Written problem:
Copy verbatim the lines from the one containing "of the cockpit" through the last line of the items below.

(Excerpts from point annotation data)
+++

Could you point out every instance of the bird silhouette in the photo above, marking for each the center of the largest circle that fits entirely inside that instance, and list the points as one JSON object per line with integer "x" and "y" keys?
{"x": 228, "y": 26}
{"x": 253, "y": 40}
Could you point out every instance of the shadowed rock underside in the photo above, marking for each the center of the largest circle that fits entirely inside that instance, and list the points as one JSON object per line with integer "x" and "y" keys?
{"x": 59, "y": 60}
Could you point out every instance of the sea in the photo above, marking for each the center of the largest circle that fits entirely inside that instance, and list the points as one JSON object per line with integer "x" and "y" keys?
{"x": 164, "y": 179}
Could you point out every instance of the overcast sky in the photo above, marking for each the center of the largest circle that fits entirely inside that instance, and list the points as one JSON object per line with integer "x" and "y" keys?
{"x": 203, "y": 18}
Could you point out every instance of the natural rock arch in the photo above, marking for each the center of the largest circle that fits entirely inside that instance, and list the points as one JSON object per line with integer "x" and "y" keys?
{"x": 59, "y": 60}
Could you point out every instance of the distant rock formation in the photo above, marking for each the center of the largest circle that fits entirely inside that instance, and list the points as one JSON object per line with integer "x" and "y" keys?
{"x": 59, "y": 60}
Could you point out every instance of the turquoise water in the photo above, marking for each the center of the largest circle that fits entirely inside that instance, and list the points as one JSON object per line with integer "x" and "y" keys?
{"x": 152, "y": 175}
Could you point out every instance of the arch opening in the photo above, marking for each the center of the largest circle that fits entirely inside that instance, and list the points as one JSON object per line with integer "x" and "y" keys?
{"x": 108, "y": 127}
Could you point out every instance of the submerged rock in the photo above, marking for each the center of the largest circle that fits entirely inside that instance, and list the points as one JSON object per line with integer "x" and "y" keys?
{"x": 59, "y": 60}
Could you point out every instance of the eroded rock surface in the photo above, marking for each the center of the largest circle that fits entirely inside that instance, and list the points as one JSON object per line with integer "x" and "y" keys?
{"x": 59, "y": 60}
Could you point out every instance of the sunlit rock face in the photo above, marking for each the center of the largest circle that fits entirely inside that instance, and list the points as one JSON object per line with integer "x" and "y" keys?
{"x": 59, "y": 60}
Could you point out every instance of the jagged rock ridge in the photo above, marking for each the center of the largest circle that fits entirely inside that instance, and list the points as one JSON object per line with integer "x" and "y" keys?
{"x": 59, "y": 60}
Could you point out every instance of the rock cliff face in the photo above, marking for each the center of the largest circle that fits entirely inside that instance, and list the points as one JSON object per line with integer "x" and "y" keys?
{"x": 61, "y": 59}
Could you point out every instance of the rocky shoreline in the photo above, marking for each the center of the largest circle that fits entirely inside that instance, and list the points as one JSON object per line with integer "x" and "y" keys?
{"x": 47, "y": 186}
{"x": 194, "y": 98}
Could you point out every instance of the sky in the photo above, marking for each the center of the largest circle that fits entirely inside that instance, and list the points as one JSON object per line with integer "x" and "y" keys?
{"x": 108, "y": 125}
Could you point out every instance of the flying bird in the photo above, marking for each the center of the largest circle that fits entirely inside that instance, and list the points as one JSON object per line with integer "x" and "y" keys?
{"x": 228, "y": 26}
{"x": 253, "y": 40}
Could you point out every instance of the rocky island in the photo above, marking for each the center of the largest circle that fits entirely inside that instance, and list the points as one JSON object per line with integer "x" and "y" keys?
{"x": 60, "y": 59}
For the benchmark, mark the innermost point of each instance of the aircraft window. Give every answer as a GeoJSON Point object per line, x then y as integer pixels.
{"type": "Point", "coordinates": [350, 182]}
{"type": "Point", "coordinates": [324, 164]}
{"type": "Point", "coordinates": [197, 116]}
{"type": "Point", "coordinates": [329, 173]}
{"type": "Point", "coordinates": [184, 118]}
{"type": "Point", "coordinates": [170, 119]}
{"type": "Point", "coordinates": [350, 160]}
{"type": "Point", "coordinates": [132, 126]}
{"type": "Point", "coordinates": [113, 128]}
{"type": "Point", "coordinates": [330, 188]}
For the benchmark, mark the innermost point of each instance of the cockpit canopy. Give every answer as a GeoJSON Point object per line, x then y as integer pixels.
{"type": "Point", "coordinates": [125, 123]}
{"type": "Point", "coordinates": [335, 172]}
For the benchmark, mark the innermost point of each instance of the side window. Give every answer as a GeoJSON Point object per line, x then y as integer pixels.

+++

Result of this exercise:
For the benchmark, mark the innermost point of each instance of the cockpit canopy. Give every answer as a GeoJSON Point object per line, x then y as integer pixels.
{"type": "Point", "coordinates": [125, 123]}
{"type": "Point", "coordinates": [335, 172]}
For the benchmark, mark the innermost point of each instance of the side window. Give every answer as a GeoJSON Point object per line, x then y as integer pixels.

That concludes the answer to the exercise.